▶ Description of the task
The response must restate all of the data word for word.

Items from a data source:
--------------------
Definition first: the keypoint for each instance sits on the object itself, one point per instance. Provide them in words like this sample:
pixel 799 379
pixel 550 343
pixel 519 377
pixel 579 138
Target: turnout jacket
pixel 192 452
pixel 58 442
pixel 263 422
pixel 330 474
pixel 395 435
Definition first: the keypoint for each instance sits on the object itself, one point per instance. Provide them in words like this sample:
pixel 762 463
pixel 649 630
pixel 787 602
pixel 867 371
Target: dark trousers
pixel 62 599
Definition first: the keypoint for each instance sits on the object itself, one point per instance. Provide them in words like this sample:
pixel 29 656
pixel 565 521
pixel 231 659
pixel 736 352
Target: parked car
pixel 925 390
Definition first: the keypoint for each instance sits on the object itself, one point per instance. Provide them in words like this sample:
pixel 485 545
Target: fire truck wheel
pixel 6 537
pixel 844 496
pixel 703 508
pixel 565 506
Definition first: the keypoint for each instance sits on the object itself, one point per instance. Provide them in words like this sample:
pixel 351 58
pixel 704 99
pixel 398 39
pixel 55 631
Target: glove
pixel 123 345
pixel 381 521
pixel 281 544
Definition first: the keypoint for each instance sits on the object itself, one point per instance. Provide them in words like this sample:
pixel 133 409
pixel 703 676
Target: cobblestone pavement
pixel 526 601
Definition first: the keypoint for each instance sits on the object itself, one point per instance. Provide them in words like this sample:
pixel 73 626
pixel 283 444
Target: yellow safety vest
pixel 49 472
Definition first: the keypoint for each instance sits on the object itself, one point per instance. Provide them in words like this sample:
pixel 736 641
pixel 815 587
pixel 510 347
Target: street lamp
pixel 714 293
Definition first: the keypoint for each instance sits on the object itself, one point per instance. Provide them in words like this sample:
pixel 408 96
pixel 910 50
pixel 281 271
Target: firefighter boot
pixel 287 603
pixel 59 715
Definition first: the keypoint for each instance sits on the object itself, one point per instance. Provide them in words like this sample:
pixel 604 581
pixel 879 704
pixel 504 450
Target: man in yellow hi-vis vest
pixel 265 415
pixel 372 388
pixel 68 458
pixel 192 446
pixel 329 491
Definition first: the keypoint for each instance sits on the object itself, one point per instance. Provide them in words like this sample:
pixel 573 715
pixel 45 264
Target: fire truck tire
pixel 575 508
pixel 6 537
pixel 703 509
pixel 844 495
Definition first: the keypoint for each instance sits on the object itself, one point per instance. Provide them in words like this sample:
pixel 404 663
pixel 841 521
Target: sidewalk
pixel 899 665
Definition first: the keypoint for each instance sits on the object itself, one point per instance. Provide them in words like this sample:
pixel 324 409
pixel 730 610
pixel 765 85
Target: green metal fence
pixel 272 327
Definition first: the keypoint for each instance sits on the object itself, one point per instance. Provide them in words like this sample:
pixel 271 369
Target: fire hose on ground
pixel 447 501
--------------------
▶ Exercise output
Definition first: the keypoint for each instance sits on the object itself, one point per instance. Provide them in words like this sample:
pixel 799 379
pixel 550 343
pixel 519 377
pixel 579 138
Target: turnout jacket
pixel 192 452
pixel 58 442
pixel 263 422
pixel 330 474
pixel 395 435
Definition first: the keypoint for each instance sits on the object itself, one point per instance. Provide them in words like this sample:
pixel 762 463
pixel 649 630
pixel 787 602
pixel 867 371
Target: dark trousers
pixel 62 599
Definition first: the keypoint for each instance sits on the object itself, one point per instance. Provide them in words like this sample:
pixel 29 656
pixel 565 521
pixel 231 659
pixel 736 352
Target: parked car
pixel 925 390
Definition first: the keypoint for each instance sits on the object itself, one point per instance. Provide them in words like this sample:
pixel 485 545
Target: fire truck wheel
pixel 6 537
pixel 844 496
pixel 703 508
pixel 565 506
Definition first: the keypoint for each instance sits on the object itself, one point per instance. Provide them in words like this sample:
pixel 351 58
pixel 704 99
pixel 398 39
pixel 55 631
Target: glove
pixel 123 345
pixel 381 521
pixel 281 544
Definition first: the keypoint for each instance sits on the object itself, one point per instance. Provide them in words like this sample:
pixel 133 409
pixel 703 676
Target: cobblestone pavement
pixel 526 601
Definition first: the keypoint for each instance sits on the object itself, one point per instance. Provide them in words like this sample:
pixel 73 626
pixel 283 444
Target: yellow safety vest
pixel 49 472
Definition first: the keypoint for each instance sits on the object itself, one point per instance. Provide them in words like this sample:
pixel 736 641
pixel 815 587
pixel 510 347
Target: street lamp
pixel 714 293
Definition first: the keypoint for each instance sits on the object itself, one point per instance. Provide them in words like this sample:
pixel 408 96
pixel 910 50
pixel 281 271
Target: firefighter boot
pixel 287 603
pixel 59 715
Definition first: the keypoint for each instance sits on the object itself, one point per instance. Provide them in words like this sample:
pixel 604 581
pixel 879 704
pixel 504 450
Target: man in yellow hi-vis vest
pixel 265 415
pixel 372 388
pixel 68 458
pixel 192 446
pixel 329 491
Definition first: the keypoint for each instance sits on the object itself, one point per instance. Provide them in words like this sample:
pixel 573 715
pixel 45 264
Target: fire truck tire
pixel 575 508
pixel 6 537
pixel 703 509
pixel 844 495
Definition first: the keypoint for each instance sits on the object itself, one point per instance. Provide them in words like this sample:
pixel 404 663
pixel 841 521
Target: sidewalk
pixel 899 665
Definition first: the keypoint for each instance sits on the object itself, one point per instance. Provide them in words like this sample:
pixel 324 409
pixel 730 610
pixel 765 85
Target: green metal fence
pixel 272 327
Definition first: the keypoint for each instance sits on the object itself, one point per instance. Provide them in words like this sample:
pixel 271 369
Target: fire hose on ground
pixel 447 501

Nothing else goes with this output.